Work order A: In the Goss interview, what is the title of the song Goss says he wrote?
Work order B: Update the Goss interview: start at the words "Goss is out" and stop after "go at least.", putting "speakerphone" in place of "loudspeaker".
Work order C: Go on with the Goss interview from the point where it ends.

Goss is out for a drive when we speak, a couple of weeks before Strictly’s filming is due to start, talking over loudspeaker from his car. He comes across calm, engaged, a deep thinker. He isn’t hiding that there’s been a lot of hurt. There’s a lot of hope and optimism too.

“I think there’s this guilt of happiness – even on a superficial level, it’s OK to want things. It’s OK to say I’m going to work hard for that. I always hoped we could go into a more elevation kind of culture, where we encourage success, it’s a good word, and you might not always be successful, but bloody have a go at least.

“I don’t believe in mistakes, they’re just learning curves,” he adds. “I like to go for it. It can still be in a humble way – I come from very humble beginnings, but I have respect for everyone. I wrote a song called We’re All Kings, and it’s about no matter what you do, do it with love and kindness and you’re a king to me.”

Records from a data source:
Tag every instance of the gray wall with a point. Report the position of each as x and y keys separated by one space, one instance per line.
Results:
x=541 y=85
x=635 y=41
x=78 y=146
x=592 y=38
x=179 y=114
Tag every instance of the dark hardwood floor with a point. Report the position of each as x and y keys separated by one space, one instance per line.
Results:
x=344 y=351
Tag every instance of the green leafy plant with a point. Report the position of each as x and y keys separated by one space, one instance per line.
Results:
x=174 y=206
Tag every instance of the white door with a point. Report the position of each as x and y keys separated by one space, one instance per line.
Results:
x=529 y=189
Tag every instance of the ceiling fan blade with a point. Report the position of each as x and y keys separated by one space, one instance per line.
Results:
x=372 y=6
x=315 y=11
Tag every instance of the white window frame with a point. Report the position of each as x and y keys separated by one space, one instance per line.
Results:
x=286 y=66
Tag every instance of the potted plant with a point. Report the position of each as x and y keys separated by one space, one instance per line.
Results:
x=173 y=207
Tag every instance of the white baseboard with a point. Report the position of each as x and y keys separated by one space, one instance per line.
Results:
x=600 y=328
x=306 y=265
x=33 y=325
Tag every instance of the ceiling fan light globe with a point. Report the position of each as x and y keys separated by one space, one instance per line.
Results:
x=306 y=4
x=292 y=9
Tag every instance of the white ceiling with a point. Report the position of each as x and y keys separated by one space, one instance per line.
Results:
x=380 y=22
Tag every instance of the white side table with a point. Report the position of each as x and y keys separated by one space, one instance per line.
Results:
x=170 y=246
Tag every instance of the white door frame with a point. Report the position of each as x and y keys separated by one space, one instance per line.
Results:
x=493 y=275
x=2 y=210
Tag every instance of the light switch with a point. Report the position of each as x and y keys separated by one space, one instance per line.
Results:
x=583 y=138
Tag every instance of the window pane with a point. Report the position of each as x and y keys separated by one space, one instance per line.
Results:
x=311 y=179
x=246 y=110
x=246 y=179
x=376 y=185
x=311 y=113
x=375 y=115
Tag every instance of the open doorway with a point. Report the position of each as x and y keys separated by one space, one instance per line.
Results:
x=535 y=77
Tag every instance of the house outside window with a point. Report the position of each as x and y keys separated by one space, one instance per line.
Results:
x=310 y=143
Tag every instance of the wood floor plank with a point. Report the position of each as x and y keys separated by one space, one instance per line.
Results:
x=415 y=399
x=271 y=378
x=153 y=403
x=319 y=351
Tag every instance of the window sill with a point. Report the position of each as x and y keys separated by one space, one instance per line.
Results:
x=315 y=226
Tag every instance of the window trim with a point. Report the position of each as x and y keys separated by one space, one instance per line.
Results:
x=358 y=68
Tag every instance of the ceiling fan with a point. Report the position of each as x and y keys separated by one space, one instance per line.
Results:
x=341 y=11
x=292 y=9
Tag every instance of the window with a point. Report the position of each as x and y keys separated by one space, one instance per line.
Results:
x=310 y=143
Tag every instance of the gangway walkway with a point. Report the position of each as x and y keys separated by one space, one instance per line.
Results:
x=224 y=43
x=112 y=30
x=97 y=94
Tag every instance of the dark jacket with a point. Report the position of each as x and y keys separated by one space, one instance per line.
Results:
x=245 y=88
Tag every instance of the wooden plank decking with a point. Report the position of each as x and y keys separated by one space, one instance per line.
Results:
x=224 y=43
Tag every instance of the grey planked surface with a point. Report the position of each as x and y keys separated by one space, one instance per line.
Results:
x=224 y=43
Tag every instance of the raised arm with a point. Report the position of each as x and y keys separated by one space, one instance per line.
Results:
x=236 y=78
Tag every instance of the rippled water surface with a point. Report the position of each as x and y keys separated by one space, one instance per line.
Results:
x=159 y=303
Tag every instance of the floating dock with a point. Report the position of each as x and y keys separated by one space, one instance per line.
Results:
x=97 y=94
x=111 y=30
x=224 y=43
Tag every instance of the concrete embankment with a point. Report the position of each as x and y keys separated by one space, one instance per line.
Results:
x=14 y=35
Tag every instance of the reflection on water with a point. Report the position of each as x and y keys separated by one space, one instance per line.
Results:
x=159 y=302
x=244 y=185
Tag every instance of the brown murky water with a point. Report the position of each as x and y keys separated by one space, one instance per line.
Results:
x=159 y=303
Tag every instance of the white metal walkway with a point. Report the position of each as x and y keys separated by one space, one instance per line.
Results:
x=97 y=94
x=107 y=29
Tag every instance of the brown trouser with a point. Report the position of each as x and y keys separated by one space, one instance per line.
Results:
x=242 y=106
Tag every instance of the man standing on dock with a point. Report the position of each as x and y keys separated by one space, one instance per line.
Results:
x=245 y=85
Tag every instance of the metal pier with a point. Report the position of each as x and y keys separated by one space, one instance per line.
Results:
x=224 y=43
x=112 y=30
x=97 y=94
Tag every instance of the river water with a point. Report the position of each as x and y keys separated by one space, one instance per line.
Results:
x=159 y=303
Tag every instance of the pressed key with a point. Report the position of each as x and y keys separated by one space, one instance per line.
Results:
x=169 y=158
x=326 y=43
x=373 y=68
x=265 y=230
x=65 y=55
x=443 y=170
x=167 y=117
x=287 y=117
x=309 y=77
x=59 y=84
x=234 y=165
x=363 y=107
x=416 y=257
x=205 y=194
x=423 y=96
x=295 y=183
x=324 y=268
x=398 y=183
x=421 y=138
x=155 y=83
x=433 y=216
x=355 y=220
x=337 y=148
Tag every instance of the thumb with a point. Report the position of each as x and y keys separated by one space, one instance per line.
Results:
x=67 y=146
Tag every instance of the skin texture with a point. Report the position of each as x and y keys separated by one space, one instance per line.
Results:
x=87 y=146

Result A: We're All Kings

Result B:
Goss is out for a drive when we speak, a couple of weeks before Strictly’s filming is due to start, talking over speakerphone from his car. He comes across calm, engaged, a deep thinker. He isn’t hiding that there’s been a lot of hurt. There’s a lot of hope and optimism too.

“I think there’s this guilt of happiness – even on a superficial level, it’s OK to want things. It’s OK to say I’m going to work hard for that. I always hoped we could go into a more elevation kind of culture, where we encourage success, it’s a good word, and you might not always be successful, but bloody have a go at least.

Result C:
This ‘guilt of happiness’ is something he’s been working through personally. He even recorded a podcast on it. “It’s basically about how you’re feeling guilt when you’re happy. And that maybe somebody else in your life isn’t [feeling happy], or when you’ve lost somebody, thinking: why do I have the right to be happy? I think that’s where I want to say, ‘you do have the right to be happy’. The people that love me and are still here want me to be happy, and I’ve got to be OK with it myself.

“That guilt surrounded me for quite a few years when Mum left. There were moments when I was really happy and then you’d have this almighty crash of guilt because you had a good day. There are lots of things you have to work through.”

He had therapy while “dealing with the initial grief” and meditation has been a big help. Now, he seeks out “pockets of healing” in day-to-day life – which include going for walks (“a good walk always puts me right”) and his beloved pooch Reggie (“he’s my monster and I just adore him”).

Gratitude is “everything”, he says. “Even our next breath – it’s the one thing we simply cannot do without, I’m doing it right now, talking to you, just taking a deep breath. Because I’ve literally witnessed first-hand people taking their last breath, people I love with all my soul. So I’m grateful for my next breath. That’s how simple it is for me.”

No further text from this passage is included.